◆ **JOBS**
A – List the four people named in parentheses after the partner institutions in the project description on quasi-Monte Carlo integration.
B – Pick up the project description on quasi-Monte Carlo integration after its final sentence and keep writing it.

Title:

Quasi-Monte Carlo integration and pseudo-random generators

Partners

·          Slovak Academy of Sciences, Mathematical Institute, Bratislava (O. Strauch)

·          Slovak University of Technology, Faculty of Chemical and Food Technology, Department of Inform. Eng. and Process Kontrol, Bratislava (V. Baláž)

·          Bulgarian Academy of Sciences, Institute of Mathematics and Informatics, Sofia, Bulgaria (S.S. Stailova)

·          South West University “Neophit Rilsky” , Faculty of Natural Sciences and Mathematics, Department of Mathematics , Blagoevgrad, Bulgaria (V. Grozdanov)

Date: 2009-2010

Anotation:

We shall try to find a new error term in the numerical integration in the high dimension, discrepancy and diaphony of some new types of nets, some new combination of pseudo-random generators and a new concept of densities for natural numbers.

Keywords:

Uniform distribution theory, quasi-Monte Carlo integration, random number generators, nets, discrepancy and diaphony, densities for natural number.

Goals of project:

We shall try to find a new error term in the numerical integration in the high dimension, discrepancy and diaphony of some new types of nets, some new combination of pseudo-random generators and  a new concept of densities for natural numbers.

◆ **GIVEN RECORDS**
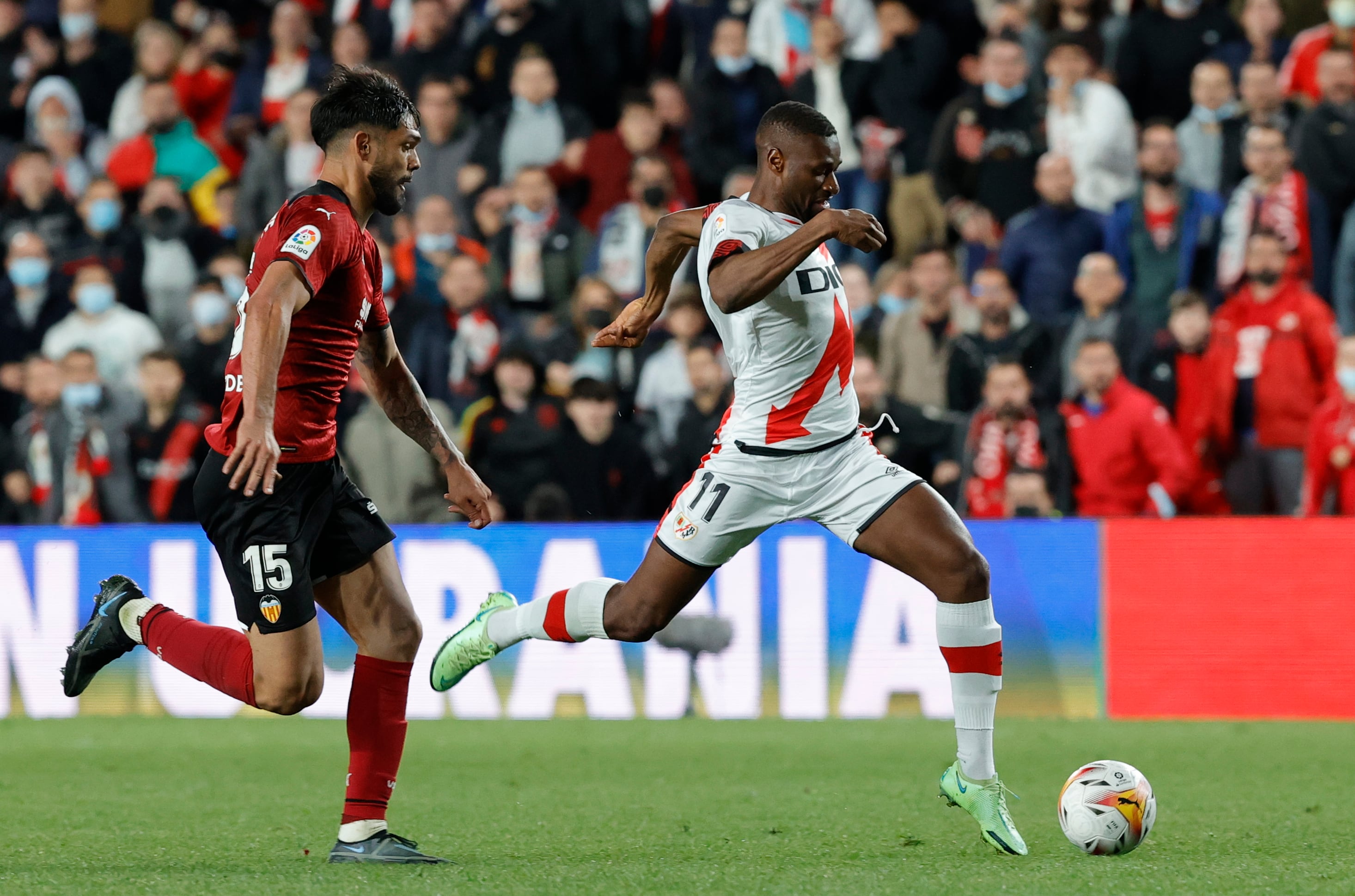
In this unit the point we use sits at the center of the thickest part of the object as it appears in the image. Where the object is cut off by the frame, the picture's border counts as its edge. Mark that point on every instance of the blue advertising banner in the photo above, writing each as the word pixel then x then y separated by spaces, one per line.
pixel 819 629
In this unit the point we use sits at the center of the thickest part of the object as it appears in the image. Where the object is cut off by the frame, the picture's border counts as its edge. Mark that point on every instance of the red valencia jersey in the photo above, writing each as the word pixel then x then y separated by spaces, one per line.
pixel 339 263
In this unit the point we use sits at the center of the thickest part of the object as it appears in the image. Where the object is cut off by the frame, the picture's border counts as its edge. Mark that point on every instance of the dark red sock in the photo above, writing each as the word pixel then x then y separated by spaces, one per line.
pixel 376 735
pixel 212 654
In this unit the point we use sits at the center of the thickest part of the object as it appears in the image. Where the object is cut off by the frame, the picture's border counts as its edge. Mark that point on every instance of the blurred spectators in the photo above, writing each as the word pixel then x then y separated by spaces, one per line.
pixel 421 258
pixel 1328 476
pixel 541 251
pixel 402 479
pixel 165 445
pixel 1099 288
pixel 1126 458
pixel 114 334
pixel 1088 121
pixel 75 451
pixel 989 139
pixel 1166 236
pixel 1165 43
pixel 605 167
pixel 510 437
pixel 728 99
pixel 1201 136
pixel 1007 437
pixel 599 460
pixel 531 129
pixel 1271 357
pixel 1045 244
pixel 999 335
pixel 1277 198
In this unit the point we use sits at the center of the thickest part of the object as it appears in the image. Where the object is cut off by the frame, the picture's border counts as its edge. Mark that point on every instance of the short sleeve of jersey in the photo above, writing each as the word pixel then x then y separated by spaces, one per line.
pixel 735 227
pixel 315 238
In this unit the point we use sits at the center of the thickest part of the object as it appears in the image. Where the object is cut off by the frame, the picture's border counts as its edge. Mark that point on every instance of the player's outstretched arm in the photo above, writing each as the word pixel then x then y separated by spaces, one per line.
pixel 399 395
pixel 674 238
pixel 746 278
pixel 281 295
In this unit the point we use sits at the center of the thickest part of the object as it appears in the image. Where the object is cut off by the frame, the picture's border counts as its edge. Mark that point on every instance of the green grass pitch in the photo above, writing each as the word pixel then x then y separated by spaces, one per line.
pixel 160 805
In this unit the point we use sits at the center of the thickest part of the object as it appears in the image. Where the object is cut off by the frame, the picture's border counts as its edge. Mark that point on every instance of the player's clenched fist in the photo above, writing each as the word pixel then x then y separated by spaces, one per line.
pixel 855 228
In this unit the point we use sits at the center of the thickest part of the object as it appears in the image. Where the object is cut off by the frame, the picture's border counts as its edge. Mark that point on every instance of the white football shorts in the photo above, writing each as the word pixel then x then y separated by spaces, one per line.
pixel 733 497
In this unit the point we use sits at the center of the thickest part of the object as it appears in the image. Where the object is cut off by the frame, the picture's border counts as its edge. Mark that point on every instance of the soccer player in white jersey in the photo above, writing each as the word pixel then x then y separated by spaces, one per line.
pixel 789 448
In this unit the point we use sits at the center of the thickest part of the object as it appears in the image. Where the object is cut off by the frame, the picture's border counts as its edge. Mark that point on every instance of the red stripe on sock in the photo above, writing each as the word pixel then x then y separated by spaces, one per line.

◆ **TASK-BY-TASK RESULTS**
A –
O. Strauch
V. Baláž
S.S. Stailova
V. Grozdanov

B –
The aim of the project in the narrow international cooperation is to find new results in the theory of uniformly distributed sequences which began in 1916 with the pioneering paper of H. Weyl. Up to now there are 8 basic monographs, for instance:

[KN] K. Kuipers-H. Niederreiter: Uniform Distribution of Sequences (1974);

[DT] M.Drmota-R.F.Tichy: Sequences, Discrepancies and Applications (1996);

[SP] O.Strauch-Š.Porubský: Distribution of Sequences; A Sampler (2005).

The main result of this theory is a transformation of Monte Carlo methods to the quasi-Monte Carlo method. For example in the numerical integration the Monte Carlo method gives only probabilistic error term, but in the quasi-Monte Carlo method the error term is given as a product V(f)D_N of Hardy-Krause variation V(f) of integrable function f(x) and D_N is the discrepancy of the used deterministic sequence x_n, see the Koksma-Hlawka theorem [SP, p. 1-66]. Also in other applications of Monte Carlo method the random sequence can be replaced by deterministic pseudo-random sequence.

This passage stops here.